所给节选.
+ + + + +

我喂饱两个老头,知青岁月·1·河工记趣
“水利是农业的命脉”,农民出身的毛主席,深知水利对农业的影响,建国后老人家多次发出兴修水利的号召。1970年冬,我们插队知青在劳累了一年后,原本想趁着大地冰封的闲空舒舒服服地回家歇几天,没想到农村的冬季居然是一个“田家少闲月,冬天咋恁忙”的火热年代……因为贪玩,伙计们耽误了回家,最后都跟着队长
“水利是农业的命脉”,农民出身的毛主席,深知水利对农业的影响,建国后老人家多次发出兴修水利的号召。1970年冬,我们插队知青在劳累了一年后,原本想趁着大地冰封的闲空舒舒服服地回家歇几天,没想到农村的冬季居然是一个“田家少闲月,冬天咋恁忙”的火热年代……
因为贪玩,伙计们耽误了回家,最后都跟着队长去扒河去了
我们插队在苏北某县西南方向的一个公社。那年冬天,等到地里的庄稼全部 “收齐了”(收割完毕,万事大吉),地上霜也都老厚了。终于能喘口气了,队里忙着“决分”(即决算社员当年劳动工分所得钱粮,泛指分钱),社员们都眼巴巴地盼着一年的劳动成果,盘算着怎样过年。天快黑的时候,会记嗷嗷叫地喊我们的名字:“抓紧按手模!”哥几个掂着一年辛勤劳动换来的十几、二十几块“血汗钱”,都觉得一年的汗珠子总算没白淌。
激动中,伙计们挨着庄子串联(知青之间的互相走动)、吃喝、胡扯。没多久,伙计们手中的钱估计也差不多都“磕筐”(花完了)了,正准备集体返城的时候,队长找上门了。说,早叫恁几个小熊孩回家,恁不理会,眼今河工任务来了,中了,都跟着扒河吃大卷去吧,每天补助一斤小麦、2毛钱菜金,挖完河正好回家过年……
我们虽然心里一百个不高兴,可是又仔细一想,反正离过年还有将近两个月(1971年春节大概是1月下旬),与其回家啃家里的27斤半(70年代城镇居民每月的粮食定量),还不如有吃有喝地干个把月,再挣它几个工分划算。

+ + + + +

材料摘录.
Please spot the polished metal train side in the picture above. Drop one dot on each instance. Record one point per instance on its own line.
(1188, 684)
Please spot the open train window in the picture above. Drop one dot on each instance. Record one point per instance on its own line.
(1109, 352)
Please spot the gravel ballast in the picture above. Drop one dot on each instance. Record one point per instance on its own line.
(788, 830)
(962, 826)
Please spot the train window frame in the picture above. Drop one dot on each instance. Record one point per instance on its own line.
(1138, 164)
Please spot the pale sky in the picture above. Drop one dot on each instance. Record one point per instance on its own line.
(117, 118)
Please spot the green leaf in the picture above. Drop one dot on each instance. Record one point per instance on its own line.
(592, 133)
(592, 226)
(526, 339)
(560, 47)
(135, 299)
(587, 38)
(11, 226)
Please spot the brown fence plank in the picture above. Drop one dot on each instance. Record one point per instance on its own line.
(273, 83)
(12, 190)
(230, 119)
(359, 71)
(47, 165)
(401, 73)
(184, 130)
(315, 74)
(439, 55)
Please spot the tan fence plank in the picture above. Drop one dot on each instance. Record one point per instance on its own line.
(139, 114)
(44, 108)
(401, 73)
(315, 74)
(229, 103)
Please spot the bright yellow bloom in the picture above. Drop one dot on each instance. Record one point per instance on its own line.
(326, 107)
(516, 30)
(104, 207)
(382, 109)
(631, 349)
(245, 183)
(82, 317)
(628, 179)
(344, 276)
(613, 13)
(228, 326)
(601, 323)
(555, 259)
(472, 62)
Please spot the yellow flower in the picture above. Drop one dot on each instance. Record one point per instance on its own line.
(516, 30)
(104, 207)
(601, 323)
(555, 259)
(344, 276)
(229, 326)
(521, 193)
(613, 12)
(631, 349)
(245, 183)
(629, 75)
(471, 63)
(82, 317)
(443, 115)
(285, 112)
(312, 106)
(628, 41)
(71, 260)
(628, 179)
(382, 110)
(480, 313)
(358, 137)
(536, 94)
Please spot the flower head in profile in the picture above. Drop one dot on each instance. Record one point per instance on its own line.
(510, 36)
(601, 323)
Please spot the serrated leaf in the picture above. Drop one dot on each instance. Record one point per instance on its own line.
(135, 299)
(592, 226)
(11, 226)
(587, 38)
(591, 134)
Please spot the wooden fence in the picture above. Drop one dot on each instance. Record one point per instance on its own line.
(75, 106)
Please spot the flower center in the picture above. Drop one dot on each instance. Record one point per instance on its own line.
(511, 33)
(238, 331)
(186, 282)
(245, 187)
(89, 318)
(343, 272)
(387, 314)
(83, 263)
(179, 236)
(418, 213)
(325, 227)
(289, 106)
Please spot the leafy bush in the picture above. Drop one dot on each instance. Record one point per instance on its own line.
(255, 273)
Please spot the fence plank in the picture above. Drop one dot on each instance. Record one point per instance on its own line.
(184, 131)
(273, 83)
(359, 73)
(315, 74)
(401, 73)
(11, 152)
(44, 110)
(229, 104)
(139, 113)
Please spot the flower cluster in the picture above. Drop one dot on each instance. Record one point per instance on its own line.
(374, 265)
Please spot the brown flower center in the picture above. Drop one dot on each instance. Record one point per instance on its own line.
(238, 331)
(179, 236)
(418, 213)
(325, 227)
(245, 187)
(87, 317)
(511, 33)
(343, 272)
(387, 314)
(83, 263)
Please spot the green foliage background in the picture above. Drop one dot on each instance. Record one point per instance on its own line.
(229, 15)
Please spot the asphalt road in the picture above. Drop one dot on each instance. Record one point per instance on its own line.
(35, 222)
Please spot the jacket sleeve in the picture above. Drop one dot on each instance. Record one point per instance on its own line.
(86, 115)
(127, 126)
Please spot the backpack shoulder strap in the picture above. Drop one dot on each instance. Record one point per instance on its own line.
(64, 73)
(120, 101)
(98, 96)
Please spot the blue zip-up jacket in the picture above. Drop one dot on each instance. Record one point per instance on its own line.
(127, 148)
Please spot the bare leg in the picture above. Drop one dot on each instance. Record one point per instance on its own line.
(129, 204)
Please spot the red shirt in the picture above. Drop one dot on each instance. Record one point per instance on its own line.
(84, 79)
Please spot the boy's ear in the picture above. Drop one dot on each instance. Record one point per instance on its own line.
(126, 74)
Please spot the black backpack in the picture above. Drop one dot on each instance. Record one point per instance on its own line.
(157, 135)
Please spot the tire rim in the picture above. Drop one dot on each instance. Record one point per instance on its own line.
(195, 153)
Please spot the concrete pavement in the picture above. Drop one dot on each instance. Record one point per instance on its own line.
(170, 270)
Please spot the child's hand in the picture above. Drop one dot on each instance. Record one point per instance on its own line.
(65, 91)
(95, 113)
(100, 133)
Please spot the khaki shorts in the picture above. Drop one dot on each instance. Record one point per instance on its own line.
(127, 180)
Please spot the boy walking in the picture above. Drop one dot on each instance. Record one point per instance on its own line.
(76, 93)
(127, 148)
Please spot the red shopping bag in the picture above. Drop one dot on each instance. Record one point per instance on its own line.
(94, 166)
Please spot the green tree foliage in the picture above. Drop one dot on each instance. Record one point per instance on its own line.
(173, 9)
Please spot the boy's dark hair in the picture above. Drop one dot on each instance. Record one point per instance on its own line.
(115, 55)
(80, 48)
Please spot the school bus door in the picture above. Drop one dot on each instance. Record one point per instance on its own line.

+ + + + +

把这段知青回忆从“我喂饱两个老头,知青岁月·1·河工记趣”开始、一直到“个把月,再挣它几个工分划算。”为止的部分重写一遍，其中的“伙计们”一律替换为“同伴们”。

我喂饱两个老头,知青岁月·1·河工记趣
“水利是农业的命脉”,农民出身的毛主席,深知水利对农业的影响,建国后老人家多次发出兴修水利的号召。1970年冬,我们插队知青在劳累了一年后,原本想趁着大地冰封的闲空舒舒服服地回家歇几天,没想到农村的冬季居然是一个“田家少闲月,冬天咋恁忙”的火热年代……因为贪玩,同伴们耽误了回家,最后都跟着队长
“水利是农业的命脉”,农民出身的毛主席,深知水利对农业的影响,建国后老人家多次发出兴修水利的号召。1970年冬,我们插队知青在劳累了一年后,原本想趁着大地冰封的闲空舒舒服服地回家歇几天,没想到农村的冬季居然是一个“田家少闲月,冬天咋恁忙”的火热年代……
因为贪玩,同伴们耽误了回家,最后都跟着队长去扒河去了
我们插队在苏北某县西南方向的一个公社。那年冬天,等到地里的庄稼全部 “收齐了”(收割完毕,万事大吉),地上霜也都老厚了。终于能喘口气了,队里忙着“决分”(即决算社员当年劳动工分所得钱粮,泛指分钱),社员们都眼巴巴地盼着一年的劳动成果,盘算着怎样过年。天快黑的时候,会记嗷嗷叫地喊我们的名字:“抓紧按手模!”哥几个掂着一年辛勤劳动换来的十几、二十几块“血汗钱”,都觉得一年的汗珠子总算没白淌。
激动中,同伴们挨着庄子串联(知青之间的互相走动)、吃喝、胡扯。没多久,同伴们手中的钱估计也差不多都“磕筐”(花完了)了,正准备集体返城的时候,队长找上门了。说,早叫恁几个小熊孩回家,恁不理会,眼今河工任务来了,中了,都跟着扒河吃大卷去吧,每天补助一斤小麦、2毛钱菜金,挖完河正好回家过年……
我们虽然心里一百个不高兴,可是又仔细一想,反正离过年还有将近两个月(1971年春节大概是1月下旬),与其回家啃家里的27斤半(70年代城镇居民每月的粮食定量),还不如有吃有喝地干个把月,再挣它几个工分划算。